(Dataset rows on the locations where objects appear)
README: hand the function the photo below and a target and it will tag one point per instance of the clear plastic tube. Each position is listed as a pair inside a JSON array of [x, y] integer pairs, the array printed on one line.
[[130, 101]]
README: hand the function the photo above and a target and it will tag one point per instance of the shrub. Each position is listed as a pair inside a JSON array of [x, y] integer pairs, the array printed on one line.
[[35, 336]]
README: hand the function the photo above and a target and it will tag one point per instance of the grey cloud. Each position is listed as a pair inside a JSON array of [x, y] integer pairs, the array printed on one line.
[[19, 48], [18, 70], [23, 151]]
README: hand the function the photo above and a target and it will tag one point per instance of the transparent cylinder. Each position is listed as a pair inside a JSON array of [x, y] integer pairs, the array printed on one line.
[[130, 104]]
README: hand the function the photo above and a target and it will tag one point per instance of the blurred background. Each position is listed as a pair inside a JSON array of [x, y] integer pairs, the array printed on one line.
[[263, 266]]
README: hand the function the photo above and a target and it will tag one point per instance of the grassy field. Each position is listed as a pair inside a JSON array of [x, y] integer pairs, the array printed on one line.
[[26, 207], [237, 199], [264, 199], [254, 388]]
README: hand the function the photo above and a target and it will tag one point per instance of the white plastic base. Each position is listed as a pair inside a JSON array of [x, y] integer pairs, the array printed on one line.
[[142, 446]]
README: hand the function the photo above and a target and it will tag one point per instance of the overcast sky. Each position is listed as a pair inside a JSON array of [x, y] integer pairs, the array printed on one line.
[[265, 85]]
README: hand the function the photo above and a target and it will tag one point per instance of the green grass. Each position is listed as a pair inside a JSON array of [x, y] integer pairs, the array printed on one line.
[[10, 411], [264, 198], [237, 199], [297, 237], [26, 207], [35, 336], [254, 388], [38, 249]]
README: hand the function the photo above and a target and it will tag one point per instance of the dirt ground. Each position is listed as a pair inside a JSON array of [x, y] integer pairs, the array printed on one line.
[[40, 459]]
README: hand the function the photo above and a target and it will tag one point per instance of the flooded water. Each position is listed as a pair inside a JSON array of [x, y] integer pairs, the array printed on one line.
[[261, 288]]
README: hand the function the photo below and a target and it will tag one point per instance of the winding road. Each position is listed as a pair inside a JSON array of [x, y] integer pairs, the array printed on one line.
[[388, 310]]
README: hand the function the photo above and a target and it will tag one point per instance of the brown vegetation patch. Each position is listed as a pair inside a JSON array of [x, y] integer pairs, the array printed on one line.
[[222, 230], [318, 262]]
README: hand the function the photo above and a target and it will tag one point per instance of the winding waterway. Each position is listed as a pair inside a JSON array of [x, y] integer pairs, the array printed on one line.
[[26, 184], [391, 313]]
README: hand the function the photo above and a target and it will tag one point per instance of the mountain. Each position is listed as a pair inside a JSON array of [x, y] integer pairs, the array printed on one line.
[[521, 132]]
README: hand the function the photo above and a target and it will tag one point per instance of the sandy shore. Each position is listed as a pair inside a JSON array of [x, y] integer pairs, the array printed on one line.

Challenge:
Add -64 to every point coordinate in the answers, then rewrite each line of the data in full, from the start of the data through the line holding "[[130, 101]]", inclusive.

Full answer:
README: hand the function the photo below and a target and it will tag one point per instance of the clear plastic tube. Each position is listed as a pair inside a JSON array of [x, y] integer pairs, the array printed on one line.
[[66, 37]]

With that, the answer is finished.